Point labels for objects:
# # # #
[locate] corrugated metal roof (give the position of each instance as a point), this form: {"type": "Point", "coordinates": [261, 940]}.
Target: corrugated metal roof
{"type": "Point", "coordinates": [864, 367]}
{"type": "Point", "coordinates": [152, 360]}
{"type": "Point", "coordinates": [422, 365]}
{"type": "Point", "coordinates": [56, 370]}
# # # #
The request -
Please render the listing above as a two-column CSV with the headers "prompt" and "points", with one row for each text and its answer. Put each in a single quoted field, with line breaks replaced by spaces.

Solution -
prompt,points
"[locate] corrugated metal roof (give the position of each instance as a point), this form: {""type"": ""Point"", ""coordinates"": [261, 940]}. Target: corrugated metal roof","{""type"": ""Point"", ""coordinates"": [864, 367]} {""type"": ""Point"", ""coordinates"": [152, 360]} {""type"": ""Point"", ""coordinates"": [422, 365]} {""type"": ""Point"", ""coordinates"": [56, 370]}"